— BEGIN PROVIDED ENTRIES —

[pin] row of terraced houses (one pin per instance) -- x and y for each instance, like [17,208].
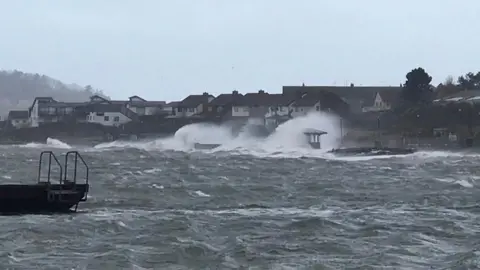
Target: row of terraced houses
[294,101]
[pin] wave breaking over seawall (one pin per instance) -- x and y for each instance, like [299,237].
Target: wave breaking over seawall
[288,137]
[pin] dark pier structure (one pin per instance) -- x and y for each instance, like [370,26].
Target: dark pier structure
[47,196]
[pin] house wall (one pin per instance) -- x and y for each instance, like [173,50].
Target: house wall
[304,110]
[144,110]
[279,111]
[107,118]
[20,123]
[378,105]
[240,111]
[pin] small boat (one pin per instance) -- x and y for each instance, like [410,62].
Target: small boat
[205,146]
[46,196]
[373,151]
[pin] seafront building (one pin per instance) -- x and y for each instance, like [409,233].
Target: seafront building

— END PROVIDED ENTRIES —

Copy out the lines above word for word, leaving out the picture.

## ANSWER TO THE PROBLEM
[pin] row of terraced houses (one pin per instance) -- x and y for each instance, like [17,208].
Target: row of terraced houses
[294,101]
[pin] wave breaking over seawall (one pin per instance) -- x and y for each instance, like [299,237].
Target: wave breaking over seawall
[288,137]
[pin] dark pier structure (one pin per instance) -- x and y for each instance, like [370,26].
Target: dark pier structure
[47,196]
[pin] house wall (one pin per instance) -- x and y for each instance, like [173,50].
Target: house wall
[304,110]
[144,110]
[279,111]
[107,118]
[20,123]
[378,105]
[240,111]
[pin] small boat (one pin per instance) -- x and y for each instance, like [410,62].
Target: small boat
[205,146]
[46,196]
[373,151]
[pin] seafront building (one pin per instance) -- x and y for each instance, like [409,233].
Target: seafront building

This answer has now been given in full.